_JOB_: Change every "castle wall" in the entries below to "fortress wall" and write the entries out again with nothing else altered. Leave the pictures out of your answer.

_SUPPLIED RECORDS_:

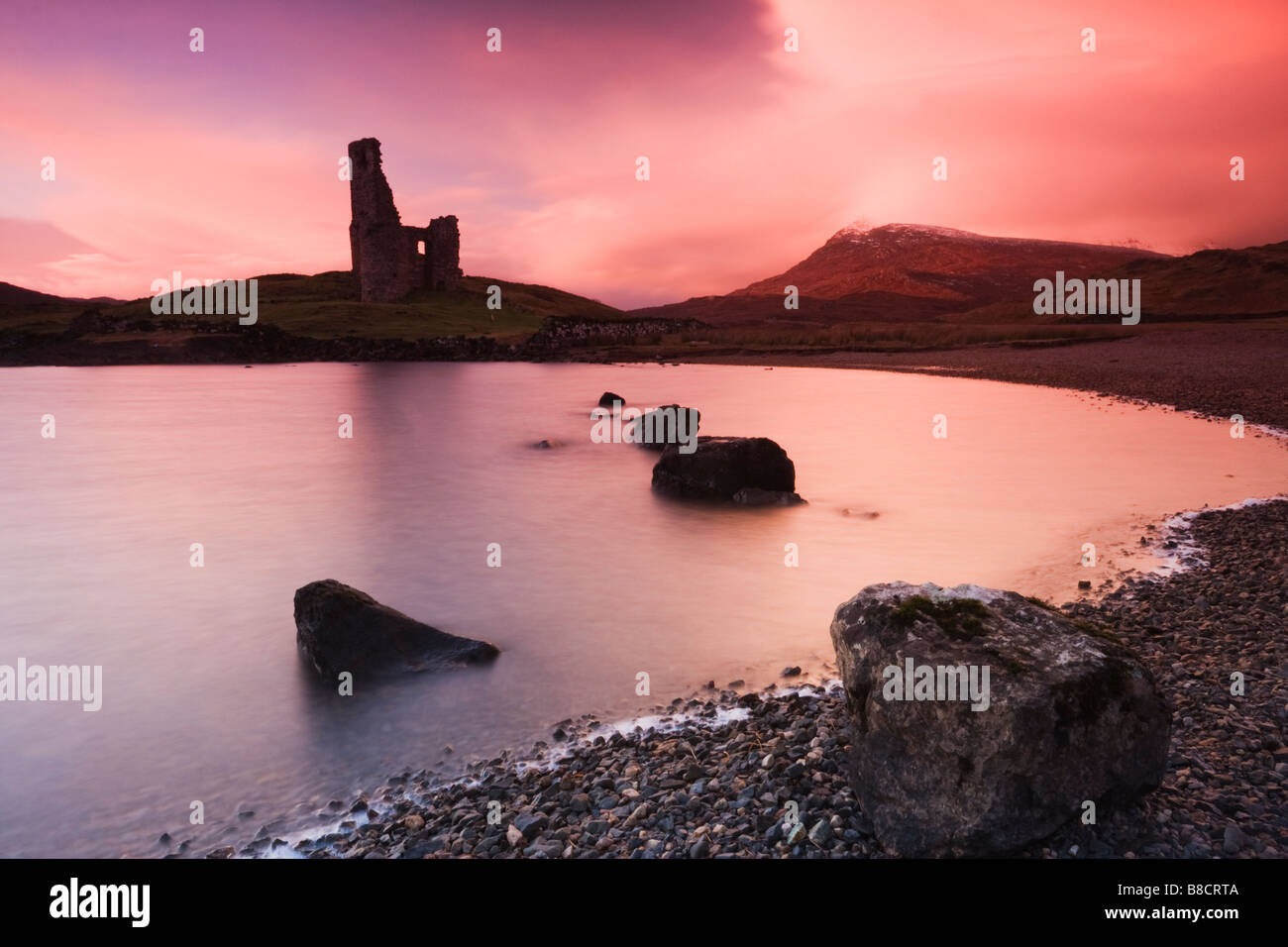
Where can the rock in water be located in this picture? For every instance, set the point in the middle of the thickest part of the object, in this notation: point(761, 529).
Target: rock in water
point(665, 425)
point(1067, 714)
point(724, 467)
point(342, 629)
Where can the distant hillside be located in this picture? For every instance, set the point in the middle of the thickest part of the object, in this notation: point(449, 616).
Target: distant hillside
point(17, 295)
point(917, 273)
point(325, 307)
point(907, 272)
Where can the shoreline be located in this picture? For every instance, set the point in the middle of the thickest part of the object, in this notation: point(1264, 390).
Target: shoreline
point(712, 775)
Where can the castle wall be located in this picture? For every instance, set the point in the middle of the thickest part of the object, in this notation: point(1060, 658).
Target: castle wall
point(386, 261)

_COMPLETED TASK_:
Where can the rock in water be located in this picture? For every instance, set the point in the middle of the thickest part of the object, in this notation: point(761, 529).
Target: rock in water
point(665, 425)
point(1067, 714)
point(724, 467)
point(342, 629)
Where can the distant hillside be located in this picture? For every instance, set the point in the middle of the thickest part of the object, in this notation: point(449, 616).
Target: distant hillside
point(17, 295)
point(917, 273)
point(325, 307)
point(907, 272)
Where can the shoreline be located in this picture? For every instance, set the point in the middle of the thickest part of the object, in this notation: point(1264, 390).
Target: shoreline
point(712, 775)
Where can the fortress wall be located in this picture? For every instance, set the point in the middle of the thickest part of the object, in this notation: point(1060, 658).
Target: fortress wall
point(386, 261)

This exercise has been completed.